_Task goal_
Pick out and copy each line below that contains the string "petal". The match is case-sensitive.
* Start Provided data *
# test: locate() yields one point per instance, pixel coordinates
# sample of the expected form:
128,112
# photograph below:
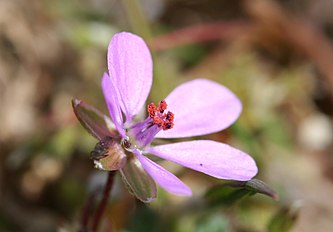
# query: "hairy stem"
104,201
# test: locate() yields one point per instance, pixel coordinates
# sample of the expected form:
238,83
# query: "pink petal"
213,158
111,99
201,107
164,178
130,66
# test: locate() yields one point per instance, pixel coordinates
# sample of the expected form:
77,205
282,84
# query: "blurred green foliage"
53,51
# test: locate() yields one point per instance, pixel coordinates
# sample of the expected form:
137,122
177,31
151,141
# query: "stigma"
143,133
158,116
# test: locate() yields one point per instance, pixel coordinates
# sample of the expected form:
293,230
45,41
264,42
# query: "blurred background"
277,56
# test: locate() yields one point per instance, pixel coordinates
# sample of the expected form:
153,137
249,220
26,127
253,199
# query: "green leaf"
138,181
284,219
94,121
230,192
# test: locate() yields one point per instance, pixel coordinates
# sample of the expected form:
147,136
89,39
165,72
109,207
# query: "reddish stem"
104,201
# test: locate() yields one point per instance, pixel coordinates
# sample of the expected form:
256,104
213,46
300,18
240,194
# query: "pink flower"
197,107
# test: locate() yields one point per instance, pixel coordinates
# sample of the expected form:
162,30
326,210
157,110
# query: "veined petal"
112,102
212,158
130,66
164,178
201,107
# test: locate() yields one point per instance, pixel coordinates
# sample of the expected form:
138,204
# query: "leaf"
230,192
258,186
95,122
224,196
284,219
138,181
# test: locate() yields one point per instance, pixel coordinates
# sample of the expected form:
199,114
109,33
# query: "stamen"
159,118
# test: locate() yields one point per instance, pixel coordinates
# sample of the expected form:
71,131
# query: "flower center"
158,119
161,119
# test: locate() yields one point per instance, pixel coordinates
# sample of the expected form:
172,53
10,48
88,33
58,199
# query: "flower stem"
104,201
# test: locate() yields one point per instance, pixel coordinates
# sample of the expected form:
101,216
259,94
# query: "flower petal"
111,99
212,158
201,107
130,66
164,178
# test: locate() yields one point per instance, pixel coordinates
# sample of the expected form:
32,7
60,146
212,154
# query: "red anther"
162,106
169,116
151,110
163,121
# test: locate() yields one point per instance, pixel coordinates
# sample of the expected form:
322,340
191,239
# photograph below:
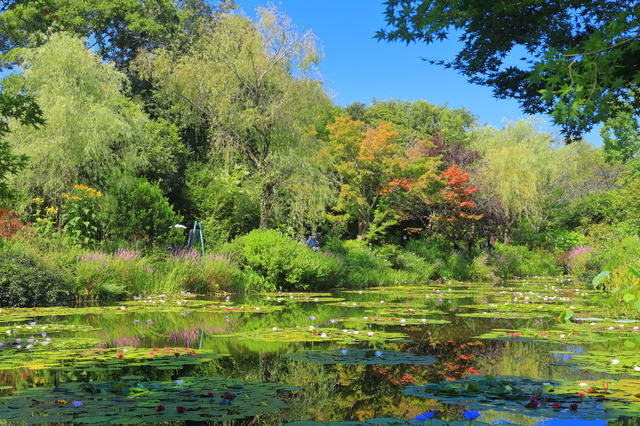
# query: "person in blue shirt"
312,242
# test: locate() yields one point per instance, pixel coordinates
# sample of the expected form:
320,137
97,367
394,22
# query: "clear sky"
358,68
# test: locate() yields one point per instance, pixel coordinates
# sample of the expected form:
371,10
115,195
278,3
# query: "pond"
529,352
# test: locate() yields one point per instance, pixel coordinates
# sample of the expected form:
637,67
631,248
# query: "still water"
526,352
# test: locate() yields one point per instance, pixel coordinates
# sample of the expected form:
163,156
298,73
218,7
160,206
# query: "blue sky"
356,67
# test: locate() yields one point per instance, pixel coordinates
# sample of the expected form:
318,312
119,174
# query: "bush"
27,281
207,274
518,261
279,262
480,270
133,206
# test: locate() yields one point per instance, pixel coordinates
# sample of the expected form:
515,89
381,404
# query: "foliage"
516,165
455,217
480,270
134,206
24,109
253,88
26,281
576,58
120,28
282,263
518,261
620,279
93,129
375,175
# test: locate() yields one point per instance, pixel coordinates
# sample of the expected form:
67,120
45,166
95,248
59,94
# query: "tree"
376,176
26,111
118,28
578,58
516,165
92,128
456,218
253,87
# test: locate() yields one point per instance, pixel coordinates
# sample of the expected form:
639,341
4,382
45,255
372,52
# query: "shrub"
207,274
133,206
282,263
518,261
27,281
480,270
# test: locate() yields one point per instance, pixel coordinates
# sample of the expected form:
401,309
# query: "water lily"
428,415
471,415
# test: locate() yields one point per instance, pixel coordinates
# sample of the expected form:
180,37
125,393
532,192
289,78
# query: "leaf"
598,279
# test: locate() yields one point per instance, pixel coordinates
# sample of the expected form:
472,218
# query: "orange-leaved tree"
375,174
456,217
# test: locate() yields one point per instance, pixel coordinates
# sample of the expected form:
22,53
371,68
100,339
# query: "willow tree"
92,129
253,85
516,166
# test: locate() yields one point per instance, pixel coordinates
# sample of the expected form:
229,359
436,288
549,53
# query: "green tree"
515,166
25,110
119,28
577,58
92,128
252,86
378,179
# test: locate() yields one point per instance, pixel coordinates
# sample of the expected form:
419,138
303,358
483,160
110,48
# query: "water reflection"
333,392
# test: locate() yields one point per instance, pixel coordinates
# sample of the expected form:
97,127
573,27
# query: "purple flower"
425,416
471,414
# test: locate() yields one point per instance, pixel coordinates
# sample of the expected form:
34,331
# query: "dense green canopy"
574,59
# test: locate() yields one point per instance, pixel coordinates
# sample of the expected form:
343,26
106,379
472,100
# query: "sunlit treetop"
573,59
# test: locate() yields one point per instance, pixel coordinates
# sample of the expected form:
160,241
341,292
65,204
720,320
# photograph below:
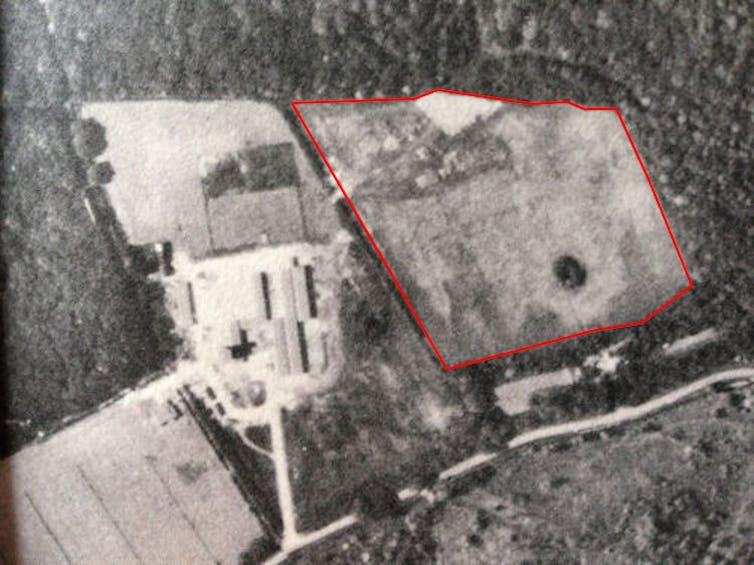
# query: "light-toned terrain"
129,484
473,223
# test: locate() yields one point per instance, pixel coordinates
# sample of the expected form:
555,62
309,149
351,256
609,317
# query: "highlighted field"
506,225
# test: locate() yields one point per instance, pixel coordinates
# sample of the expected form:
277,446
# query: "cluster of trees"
78,326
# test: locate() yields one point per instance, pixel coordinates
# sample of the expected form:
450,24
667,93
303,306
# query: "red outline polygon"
445,366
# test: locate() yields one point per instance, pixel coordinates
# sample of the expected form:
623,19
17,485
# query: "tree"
100,173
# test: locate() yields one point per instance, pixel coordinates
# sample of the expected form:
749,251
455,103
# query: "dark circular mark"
569,271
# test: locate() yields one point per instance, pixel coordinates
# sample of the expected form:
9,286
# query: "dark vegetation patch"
78,325
371,432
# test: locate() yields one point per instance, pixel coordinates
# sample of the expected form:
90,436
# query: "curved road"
620,416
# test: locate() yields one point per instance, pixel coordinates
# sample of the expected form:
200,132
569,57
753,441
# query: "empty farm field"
510,225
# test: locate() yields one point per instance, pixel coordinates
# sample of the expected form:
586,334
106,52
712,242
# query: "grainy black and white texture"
79,326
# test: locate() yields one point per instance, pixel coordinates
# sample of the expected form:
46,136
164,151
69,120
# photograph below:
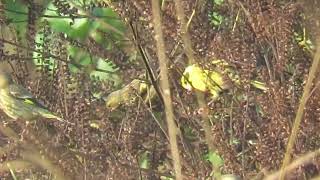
* End Provided data *
_Task output_
# query: "pink petal"
# query: "veined petal"
# query: "flower petal"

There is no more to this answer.